> Description of the task:
Restate the whole of the material. Keep every word, and drop the pictures.

※

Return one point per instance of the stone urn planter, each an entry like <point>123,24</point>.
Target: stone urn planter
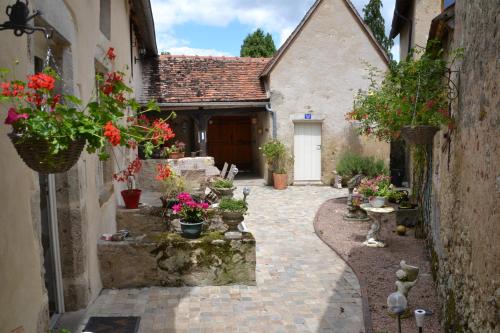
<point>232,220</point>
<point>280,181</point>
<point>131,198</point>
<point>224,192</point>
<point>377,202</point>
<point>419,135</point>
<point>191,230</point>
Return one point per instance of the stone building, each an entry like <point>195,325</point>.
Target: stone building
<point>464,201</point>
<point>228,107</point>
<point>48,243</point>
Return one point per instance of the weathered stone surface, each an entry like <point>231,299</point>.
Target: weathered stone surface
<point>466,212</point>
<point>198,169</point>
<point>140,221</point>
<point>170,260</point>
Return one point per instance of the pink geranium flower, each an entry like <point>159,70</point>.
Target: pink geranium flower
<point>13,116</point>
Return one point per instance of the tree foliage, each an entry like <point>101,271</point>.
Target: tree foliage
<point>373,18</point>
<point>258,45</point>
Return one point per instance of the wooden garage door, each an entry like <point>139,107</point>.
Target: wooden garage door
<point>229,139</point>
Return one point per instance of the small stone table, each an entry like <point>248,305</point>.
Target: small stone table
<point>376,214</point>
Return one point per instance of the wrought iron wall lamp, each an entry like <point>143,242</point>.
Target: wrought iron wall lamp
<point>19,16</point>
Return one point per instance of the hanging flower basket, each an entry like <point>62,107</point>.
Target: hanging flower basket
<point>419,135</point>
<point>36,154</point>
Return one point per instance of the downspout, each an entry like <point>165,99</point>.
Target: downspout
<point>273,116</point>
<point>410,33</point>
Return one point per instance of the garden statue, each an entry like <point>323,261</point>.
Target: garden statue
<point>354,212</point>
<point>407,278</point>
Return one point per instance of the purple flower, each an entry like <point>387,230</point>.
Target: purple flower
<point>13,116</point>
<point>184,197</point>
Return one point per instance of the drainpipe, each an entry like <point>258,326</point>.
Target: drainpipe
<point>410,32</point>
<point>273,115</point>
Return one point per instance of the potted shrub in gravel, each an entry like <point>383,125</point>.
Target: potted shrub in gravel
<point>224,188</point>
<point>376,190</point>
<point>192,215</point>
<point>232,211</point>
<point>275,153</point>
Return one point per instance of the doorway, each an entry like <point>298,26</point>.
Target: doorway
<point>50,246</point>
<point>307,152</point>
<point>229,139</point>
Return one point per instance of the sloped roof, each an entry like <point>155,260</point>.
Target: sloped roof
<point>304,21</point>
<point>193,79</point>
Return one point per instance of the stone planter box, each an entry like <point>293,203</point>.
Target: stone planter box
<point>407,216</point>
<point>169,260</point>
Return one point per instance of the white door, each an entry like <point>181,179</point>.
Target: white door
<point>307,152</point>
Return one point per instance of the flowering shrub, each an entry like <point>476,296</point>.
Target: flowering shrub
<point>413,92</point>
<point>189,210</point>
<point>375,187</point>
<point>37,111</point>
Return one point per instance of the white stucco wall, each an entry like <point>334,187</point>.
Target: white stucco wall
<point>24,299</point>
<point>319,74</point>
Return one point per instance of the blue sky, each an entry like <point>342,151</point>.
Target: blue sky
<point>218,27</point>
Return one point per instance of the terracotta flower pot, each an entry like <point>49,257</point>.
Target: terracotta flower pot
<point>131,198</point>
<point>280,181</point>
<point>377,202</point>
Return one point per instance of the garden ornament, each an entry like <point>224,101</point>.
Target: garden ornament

※

> Exercise response:
Return one point per instance of the stone urn planter, each an entry like <point>123,24</point>.
Target: stone urn planter
<point>232,220</point>
<point>280,181</point>
<point>131,198</point>
<point>224,192</point>
<point>377,202</point>
<point>419,135</point>
<point>191,230</point>
Return one point per instance of the stone building, each an entry like <point>195,325</point>.
Target: stone building
<point>464,201</point>
<point>228,107</point>
<point>48,243</point>
Return one point per instance of the weathered stone surface, each an entry like <point>231,299</point>.
Target: weathered stone surface
<point>466,212</point>
<point>198,169</point>
<point>140,221</point>
<point>170,260</point>
Return one point per instance of the pink geranium flower, each an entry like <point>159,70</point>.
Target: pink geranium flower
<point>13,116</point>
Return one point per instance of the tree foliage, each an entry like <point>101,271</point>.
Target: tree foliage
<point>373,18</point>
<point>258,45</point>
Return one point per instance of the wooden garage door, each an entry like <point>139,107</point>.
Target: wooden garage door
<point>229,139</point>
Return one point per instance of the small stone table, each an entry like <point>248,305</point>.
Target: small stone table
<point>376,214</point>
Return one point per instance of the wrought iron wall lamp, each an entry like <point>143,242</point>.
Target: wrought iron wall lamp
<point>19,16</point>
Return one point per instance of the hanging flower basket, each an entry like <point>62,107</point>.
Target: hanging flower basket
<point>419,135</point>
<point>36,154</point>
Return one point per instance of the downspout, each an entry like <point>165,99</point>.
Target: downspout
<point>273,116</point>
<point>410,33</point>
Return one point per instance of the garden statue, each an entry like <point>323,261</point>.
Target: garden statue
<point>354,212</point>
<point>407,278</point>
Return one point per instance of the purple flower, each an entry like <point>387,230</point>.
Target: purple flower
<point>13,116</point>
<point>184,197</point>
Return one point per instance of the drainpipe, each an entry like <point>258,326</point>.
Target: drainpipe
<point>410,32</point>
<point>273,115</point>
Return one point per instance of the potted shrub in gravel, each an entry like <point>383,125</point>.
Target: potted shrub in gravel
<point>224,188</point>
<point>376,190</point>
<point>192,215</point>
<point>232,211</point>
<point>275,153</point>
Return one point per instance of the doorway, each an entry like <point>298,26</point>.
Target: doorway
<point>50,246</point>
<point>307,152</point>
<point>229,139</point>
Return one point per instance of the sloped roof, each an entry like <point>155,260</point>.
Target: sloped roof
<point>304,21</point>
<point>193,79</point>
Return one point per instance of the stone planter box, each an entry like <point>293,203</point>.
Target: stone planter box
<point>407,216</point>
<point>169,260</point>
Return one point per instance of the white door, each an entry like <point>181,179</point>.
Target: white door
<point>307,152</point>
Return one point per instance of the flowering shrub, each an entry like <point>476,296</point>.
Target: flowering shrub
<point>413,92</point>
<point>189,210</point>
<point>375,187</point>
<point>37,111</point>
Return one point per instance of the white stucco wall, each an entry like <point>334,187</point>.
Target: white stucco wall
<point>24,299</point>
<point>319,74</point>
Return one point per instance of the blue sky, each an entry like <point>342,151</point>.
Target: blue sky
<point>218,27</point>
Return one point per instance of the terracotta flower pot, each an entry like <point>49,257</point>.
Target: terracotta flower pot
<point>131,198</point>
<point>280,181</point>
<point>377,202</point>
Return one point per instance of the garden ornament, each an entry like <point>224,101</point>.
Target: garden ornament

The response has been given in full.